===== DATA RECORDS =====
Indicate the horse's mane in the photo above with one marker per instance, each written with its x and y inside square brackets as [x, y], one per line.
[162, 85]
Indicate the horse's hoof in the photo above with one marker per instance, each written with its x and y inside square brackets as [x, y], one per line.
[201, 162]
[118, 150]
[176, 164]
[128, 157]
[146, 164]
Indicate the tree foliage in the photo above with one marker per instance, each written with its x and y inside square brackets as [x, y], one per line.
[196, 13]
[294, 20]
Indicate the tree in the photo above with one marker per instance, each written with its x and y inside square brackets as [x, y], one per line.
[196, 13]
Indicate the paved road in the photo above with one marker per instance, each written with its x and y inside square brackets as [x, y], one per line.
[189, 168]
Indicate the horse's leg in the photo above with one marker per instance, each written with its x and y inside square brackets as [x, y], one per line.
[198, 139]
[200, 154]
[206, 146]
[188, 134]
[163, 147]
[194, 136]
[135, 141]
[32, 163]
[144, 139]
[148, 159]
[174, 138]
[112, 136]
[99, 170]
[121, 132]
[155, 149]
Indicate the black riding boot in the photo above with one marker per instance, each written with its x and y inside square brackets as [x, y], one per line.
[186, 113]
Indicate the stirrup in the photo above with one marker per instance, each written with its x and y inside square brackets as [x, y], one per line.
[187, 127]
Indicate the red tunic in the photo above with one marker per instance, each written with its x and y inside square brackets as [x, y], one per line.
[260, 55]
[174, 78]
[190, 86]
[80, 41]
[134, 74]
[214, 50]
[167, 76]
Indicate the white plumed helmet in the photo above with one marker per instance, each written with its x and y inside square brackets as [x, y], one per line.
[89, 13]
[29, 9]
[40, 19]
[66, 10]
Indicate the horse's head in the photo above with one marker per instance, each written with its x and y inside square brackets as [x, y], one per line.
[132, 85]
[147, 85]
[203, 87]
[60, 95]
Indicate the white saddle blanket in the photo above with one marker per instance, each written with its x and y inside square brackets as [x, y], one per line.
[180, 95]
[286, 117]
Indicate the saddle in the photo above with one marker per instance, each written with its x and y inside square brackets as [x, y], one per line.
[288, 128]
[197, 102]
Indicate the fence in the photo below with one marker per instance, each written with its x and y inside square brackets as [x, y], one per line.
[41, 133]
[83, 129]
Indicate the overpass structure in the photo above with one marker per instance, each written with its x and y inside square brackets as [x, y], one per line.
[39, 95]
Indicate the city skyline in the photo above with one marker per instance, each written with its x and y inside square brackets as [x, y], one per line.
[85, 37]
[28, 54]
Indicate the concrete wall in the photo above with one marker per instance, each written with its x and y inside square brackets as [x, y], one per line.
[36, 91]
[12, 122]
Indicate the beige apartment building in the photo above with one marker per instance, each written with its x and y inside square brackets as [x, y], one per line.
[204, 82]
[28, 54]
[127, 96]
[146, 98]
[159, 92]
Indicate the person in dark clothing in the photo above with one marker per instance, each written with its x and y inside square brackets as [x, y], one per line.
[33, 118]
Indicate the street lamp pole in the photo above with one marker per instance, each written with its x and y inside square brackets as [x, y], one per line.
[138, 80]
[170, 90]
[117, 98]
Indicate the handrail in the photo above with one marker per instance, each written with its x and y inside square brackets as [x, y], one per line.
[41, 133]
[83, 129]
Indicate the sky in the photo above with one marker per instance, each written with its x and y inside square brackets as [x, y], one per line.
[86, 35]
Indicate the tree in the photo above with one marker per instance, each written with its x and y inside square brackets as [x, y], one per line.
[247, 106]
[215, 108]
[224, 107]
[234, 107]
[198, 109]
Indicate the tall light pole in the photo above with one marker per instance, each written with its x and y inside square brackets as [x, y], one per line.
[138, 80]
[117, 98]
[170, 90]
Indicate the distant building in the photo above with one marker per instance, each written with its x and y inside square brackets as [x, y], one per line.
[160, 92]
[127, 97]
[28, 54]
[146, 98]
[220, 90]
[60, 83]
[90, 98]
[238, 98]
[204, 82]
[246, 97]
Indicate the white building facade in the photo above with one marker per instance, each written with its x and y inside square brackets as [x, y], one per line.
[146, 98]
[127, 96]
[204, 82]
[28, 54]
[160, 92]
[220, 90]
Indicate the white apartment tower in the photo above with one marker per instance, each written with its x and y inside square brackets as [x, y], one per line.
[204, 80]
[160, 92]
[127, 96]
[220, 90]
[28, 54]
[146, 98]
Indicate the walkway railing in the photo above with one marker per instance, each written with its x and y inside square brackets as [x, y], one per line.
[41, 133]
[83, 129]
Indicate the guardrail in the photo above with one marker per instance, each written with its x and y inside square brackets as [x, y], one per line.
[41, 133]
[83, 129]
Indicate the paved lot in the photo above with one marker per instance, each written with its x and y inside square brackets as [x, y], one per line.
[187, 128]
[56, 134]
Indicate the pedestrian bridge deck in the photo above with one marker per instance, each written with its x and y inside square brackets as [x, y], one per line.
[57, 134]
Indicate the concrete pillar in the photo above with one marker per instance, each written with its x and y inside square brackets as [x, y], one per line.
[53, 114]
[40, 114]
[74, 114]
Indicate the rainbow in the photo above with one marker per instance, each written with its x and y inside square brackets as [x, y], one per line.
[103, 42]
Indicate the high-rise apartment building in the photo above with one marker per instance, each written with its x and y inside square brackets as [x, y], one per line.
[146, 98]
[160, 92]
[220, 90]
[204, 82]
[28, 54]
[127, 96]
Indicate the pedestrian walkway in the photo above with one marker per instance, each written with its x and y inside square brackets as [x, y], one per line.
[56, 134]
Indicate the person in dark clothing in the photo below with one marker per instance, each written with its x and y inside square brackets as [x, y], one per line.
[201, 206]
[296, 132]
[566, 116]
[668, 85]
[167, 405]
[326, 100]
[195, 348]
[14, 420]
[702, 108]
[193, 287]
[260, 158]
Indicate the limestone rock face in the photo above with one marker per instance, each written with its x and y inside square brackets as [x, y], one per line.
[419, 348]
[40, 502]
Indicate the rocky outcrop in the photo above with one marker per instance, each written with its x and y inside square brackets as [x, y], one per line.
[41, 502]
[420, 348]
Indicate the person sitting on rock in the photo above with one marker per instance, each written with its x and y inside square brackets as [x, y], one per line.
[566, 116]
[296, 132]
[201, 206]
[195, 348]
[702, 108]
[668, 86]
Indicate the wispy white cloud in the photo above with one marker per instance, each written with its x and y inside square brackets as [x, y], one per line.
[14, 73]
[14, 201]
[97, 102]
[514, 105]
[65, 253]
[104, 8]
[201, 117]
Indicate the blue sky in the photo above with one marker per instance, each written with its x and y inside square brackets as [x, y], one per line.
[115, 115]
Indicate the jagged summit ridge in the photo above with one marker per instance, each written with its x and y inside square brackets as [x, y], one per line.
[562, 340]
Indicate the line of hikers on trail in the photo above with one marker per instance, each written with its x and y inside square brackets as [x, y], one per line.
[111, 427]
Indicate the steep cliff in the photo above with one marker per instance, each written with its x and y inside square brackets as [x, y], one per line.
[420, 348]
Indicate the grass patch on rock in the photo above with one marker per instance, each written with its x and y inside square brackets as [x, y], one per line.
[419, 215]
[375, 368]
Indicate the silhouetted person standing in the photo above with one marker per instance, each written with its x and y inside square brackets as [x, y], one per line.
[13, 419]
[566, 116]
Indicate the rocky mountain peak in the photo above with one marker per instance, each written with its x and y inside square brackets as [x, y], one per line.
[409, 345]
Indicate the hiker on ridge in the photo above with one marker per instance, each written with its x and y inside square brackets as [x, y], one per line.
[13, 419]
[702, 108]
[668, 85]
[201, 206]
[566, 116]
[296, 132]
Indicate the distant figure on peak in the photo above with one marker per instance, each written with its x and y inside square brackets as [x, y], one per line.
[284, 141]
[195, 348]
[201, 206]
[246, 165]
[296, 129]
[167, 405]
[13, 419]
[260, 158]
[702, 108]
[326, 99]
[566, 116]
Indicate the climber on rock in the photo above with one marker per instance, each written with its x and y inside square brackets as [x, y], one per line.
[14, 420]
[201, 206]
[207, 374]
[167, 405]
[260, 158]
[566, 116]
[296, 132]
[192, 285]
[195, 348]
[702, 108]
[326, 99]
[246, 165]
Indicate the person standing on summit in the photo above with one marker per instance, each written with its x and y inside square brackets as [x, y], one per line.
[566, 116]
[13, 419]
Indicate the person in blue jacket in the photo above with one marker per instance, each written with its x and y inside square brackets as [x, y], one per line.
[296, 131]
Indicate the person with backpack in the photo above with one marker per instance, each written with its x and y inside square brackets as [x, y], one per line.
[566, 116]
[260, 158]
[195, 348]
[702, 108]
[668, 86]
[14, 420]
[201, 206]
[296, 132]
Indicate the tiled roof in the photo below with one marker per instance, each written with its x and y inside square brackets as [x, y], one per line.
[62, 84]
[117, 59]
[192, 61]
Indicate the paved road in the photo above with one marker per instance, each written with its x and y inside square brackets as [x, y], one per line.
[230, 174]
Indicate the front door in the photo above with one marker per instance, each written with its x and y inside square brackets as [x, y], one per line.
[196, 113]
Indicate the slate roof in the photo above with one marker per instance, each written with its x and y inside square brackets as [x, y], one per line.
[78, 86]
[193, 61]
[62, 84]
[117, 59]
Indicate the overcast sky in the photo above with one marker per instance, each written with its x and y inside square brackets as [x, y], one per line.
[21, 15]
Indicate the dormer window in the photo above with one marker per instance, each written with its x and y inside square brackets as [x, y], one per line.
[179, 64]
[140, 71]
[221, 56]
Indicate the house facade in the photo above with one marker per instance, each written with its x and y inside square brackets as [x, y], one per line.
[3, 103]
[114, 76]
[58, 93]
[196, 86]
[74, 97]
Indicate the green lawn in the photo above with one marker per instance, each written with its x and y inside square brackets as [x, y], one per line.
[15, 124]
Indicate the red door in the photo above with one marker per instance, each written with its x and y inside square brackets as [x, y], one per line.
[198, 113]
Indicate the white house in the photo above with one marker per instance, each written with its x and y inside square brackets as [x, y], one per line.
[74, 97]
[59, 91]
=====
Output exactly the lines from the one containing "Indicate the green" through the last line of the entries, both ends included.

Indicate the green lawn in the photo above with one marker per instance, each written with its x and y inside square brackets as [x, y], one per line.
[15, 124]
Indicate the red door in the photo above with one marker per instance, each written with its x and y inside square brackets as [x, y], one per line.
[198, 113]
Indicate the white house in the photo above with one marker per instance, each written with its x and y inside square brackets as [x, y], one per line.
[74, 97]
[59, 91]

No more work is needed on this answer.